WHAT YOU WILL DO:
Return, unchanged, every line below in which the word "support" appears.

INFORMATION PROVIDED:
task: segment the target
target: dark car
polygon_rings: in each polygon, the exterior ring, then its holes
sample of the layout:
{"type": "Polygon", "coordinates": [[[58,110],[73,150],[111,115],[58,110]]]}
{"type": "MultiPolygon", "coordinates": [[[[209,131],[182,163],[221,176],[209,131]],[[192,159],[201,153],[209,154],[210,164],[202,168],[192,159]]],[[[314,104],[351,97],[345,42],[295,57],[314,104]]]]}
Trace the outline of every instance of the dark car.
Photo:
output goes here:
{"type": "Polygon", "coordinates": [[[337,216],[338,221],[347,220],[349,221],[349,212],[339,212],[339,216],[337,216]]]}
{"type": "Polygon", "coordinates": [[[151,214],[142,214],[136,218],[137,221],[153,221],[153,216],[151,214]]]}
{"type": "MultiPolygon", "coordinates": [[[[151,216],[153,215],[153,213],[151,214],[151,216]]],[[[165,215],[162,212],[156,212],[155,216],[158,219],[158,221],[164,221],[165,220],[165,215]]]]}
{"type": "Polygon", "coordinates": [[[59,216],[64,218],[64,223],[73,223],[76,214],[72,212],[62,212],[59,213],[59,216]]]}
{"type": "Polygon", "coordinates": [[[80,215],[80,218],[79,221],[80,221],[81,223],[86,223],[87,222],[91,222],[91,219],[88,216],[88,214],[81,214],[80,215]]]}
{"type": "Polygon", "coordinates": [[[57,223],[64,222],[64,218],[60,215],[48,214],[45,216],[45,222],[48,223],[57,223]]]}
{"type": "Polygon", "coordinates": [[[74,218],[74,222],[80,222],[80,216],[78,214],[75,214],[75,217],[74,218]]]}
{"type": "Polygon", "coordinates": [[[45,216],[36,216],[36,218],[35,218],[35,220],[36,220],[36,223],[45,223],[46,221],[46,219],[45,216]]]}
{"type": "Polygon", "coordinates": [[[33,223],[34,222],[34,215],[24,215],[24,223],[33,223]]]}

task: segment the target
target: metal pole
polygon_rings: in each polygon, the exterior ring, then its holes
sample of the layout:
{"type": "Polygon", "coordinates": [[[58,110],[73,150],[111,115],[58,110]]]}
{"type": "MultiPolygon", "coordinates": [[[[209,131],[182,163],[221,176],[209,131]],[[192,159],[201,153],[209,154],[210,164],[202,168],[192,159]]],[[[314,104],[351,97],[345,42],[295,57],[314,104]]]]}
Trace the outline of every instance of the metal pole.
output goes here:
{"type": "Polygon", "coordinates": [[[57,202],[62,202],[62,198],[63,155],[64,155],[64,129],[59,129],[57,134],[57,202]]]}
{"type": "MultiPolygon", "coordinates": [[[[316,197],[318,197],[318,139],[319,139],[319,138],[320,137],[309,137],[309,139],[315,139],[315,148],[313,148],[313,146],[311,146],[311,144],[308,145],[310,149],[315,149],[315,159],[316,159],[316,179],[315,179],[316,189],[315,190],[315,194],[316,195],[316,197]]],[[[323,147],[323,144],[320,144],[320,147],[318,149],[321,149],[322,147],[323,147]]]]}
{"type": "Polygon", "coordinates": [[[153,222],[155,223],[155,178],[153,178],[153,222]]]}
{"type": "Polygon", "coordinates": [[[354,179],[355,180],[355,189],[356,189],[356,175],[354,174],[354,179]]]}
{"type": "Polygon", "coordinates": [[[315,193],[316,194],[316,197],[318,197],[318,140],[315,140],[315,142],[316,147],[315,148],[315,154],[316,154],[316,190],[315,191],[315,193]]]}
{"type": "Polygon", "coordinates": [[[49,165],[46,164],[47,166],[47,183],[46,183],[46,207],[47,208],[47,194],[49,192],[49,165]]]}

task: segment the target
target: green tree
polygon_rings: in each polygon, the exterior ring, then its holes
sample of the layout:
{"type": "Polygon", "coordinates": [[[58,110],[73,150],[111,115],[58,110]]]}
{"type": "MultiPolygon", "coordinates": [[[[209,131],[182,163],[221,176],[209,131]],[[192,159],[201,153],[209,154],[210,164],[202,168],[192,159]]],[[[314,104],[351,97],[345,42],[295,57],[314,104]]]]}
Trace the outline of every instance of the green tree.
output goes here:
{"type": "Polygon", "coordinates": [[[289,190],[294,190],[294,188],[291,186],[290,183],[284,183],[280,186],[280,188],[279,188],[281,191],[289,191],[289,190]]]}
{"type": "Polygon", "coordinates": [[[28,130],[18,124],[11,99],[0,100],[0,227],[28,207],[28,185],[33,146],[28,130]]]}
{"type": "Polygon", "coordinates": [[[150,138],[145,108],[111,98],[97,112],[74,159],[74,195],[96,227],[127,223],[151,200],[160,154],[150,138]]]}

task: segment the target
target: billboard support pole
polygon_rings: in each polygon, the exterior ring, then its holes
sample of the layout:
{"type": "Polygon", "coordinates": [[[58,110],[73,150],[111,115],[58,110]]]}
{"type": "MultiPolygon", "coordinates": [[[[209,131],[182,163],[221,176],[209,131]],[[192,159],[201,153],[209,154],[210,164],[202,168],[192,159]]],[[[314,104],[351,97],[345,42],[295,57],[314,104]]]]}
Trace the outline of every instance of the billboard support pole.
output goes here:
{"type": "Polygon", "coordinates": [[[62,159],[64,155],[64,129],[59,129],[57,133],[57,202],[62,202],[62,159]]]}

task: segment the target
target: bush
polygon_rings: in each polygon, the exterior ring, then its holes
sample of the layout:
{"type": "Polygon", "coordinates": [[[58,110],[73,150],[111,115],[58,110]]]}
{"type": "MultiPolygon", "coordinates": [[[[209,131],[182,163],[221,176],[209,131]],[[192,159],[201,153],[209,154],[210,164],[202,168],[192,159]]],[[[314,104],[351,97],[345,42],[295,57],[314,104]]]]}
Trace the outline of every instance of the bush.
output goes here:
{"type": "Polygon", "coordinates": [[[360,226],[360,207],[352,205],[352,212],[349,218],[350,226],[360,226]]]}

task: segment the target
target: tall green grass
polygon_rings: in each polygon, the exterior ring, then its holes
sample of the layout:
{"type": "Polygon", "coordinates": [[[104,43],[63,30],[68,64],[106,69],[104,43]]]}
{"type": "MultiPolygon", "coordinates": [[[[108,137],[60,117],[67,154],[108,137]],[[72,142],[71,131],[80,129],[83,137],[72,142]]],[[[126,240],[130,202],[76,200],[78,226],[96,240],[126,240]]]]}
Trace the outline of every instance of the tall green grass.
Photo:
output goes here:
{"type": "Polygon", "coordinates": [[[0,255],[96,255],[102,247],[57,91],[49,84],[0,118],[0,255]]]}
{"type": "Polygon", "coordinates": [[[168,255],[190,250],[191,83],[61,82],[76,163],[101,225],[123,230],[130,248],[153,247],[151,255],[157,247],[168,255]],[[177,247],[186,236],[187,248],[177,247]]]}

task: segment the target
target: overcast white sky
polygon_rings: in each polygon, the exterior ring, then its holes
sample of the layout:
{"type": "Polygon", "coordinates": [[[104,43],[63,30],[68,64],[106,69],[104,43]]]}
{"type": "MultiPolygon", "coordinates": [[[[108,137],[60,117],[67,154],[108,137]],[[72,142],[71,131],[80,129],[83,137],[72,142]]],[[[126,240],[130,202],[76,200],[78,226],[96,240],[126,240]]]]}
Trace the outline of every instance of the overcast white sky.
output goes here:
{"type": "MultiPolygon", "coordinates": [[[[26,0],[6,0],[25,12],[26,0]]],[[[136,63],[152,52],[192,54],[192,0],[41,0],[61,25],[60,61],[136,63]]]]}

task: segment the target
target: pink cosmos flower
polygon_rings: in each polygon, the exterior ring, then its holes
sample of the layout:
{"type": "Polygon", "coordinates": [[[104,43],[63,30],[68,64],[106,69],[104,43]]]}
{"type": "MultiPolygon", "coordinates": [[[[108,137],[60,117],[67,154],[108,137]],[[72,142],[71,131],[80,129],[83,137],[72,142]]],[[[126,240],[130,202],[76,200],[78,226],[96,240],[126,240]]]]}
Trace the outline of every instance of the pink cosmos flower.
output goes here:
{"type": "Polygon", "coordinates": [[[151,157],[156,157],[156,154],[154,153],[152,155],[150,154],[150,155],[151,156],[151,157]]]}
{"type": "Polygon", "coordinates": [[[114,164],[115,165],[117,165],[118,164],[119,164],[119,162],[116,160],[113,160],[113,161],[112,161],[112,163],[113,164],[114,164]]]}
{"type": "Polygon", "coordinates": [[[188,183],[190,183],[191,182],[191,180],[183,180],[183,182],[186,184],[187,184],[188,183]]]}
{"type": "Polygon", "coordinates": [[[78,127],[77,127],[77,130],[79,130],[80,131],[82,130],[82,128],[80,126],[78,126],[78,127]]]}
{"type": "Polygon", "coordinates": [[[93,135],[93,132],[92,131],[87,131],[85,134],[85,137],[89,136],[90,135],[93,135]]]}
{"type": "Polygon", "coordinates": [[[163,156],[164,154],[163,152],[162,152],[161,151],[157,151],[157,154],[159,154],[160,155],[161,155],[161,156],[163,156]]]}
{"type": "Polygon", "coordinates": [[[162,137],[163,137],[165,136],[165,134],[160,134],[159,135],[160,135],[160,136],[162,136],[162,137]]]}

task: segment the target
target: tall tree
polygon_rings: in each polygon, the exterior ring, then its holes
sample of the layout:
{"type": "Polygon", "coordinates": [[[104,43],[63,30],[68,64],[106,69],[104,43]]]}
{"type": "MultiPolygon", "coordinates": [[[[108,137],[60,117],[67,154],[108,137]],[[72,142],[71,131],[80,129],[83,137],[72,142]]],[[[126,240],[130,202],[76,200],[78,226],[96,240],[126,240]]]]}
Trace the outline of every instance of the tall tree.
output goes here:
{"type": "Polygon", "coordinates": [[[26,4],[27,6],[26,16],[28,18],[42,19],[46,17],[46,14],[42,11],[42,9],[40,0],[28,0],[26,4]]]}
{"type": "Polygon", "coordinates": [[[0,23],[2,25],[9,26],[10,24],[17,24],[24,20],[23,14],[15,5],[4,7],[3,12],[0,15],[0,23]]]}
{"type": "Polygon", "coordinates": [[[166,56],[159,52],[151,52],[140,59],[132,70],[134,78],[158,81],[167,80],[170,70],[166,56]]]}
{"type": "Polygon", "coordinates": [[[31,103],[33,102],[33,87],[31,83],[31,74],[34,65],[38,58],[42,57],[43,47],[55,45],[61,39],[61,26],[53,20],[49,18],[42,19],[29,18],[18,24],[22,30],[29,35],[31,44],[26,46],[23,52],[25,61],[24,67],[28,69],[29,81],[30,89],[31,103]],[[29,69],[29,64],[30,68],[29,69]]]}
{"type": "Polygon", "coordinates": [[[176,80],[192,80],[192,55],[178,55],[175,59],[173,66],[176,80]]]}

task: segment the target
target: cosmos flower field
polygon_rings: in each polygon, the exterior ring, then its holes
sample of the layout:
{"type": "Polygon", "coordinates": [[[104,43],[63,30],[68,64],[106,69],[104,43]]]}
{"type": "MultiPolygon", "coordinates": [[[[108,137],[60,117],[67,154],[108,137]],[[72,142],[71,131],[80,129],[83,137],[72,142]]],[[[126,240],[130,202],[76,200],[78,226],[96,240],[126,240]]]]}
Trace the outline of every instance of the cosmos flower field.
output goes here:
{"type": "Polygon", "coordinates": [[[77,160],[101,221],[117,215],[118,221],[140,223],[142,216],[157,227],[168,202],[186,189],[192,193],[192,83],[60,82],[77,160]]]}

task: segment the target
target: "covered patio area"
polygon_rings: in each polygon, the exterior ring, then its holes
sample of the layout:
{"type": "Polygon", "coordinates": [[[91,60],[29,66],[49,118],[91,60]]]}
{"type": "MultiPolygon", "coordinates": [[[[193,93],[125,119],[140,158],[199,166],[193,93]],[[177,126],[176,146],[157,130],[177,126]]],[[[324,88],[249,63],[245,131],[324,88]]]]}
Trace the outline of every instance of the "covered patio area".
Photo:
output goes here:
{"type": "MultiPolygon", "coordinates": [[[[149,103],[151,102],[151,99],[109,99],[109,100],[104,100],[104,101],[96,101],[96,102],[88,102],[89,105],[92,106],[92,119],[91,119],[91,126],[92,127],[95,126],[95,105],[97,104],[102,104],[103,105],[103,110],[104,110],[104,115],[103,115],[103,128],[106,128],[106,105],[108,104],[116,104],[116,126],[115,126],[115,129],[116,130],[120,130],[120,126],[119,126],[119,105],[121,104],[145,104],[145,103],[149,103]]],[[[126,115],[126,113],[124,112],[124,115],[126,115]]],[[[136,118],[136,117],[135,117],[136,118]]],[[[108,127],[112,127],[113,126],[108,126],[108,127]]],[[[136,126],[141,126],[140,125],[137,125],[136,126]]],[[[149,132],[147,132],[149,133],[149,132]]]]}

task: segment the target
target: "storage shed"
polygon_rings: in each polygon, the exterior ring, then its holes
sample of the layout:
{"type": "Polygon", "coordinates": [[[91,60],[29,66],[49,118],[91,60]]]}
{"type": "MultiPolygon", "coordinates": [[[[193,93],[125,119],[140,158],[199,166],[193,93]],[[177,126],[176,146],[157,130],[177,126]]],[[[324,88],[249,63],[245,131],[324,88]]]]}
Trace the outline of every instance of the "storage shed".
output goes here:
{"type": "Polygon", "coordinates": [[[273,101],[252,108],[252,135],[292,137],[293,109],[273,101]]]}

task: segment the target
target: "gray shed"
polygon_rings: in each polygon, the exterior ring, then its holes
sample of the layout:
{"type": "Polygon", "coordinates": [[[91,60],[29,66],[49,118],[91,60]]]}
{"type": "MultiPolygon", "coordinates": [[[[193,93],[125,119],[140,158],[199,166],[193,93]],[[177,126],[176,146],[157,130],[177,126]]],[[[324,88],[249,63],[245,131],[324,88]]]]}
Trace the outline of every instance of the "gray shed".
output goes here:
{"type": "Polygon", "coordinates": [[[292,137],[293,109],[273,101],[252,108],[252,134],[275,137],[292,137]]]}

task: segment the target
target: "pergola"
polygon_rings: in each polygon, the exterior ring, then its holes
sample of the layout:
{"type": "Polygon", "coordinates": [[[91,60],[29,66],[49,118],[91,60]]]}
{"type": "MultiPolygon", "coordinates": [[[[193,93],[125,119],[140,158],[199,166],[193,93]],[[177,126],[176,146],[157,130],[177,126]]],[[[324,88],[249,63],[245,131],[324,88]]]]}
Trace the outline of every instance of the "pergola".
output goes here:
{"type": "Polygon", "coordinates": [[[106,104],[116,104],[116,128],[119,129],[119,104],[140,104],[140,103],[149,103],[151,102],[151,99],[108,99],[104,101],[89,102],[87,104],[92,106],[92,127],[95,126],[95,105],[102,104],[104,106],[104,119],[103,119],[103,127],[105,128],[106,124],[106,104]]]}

FINAL ANSWER:
target: billboard support pole
Trace the outline of every instance of the billboard support pole.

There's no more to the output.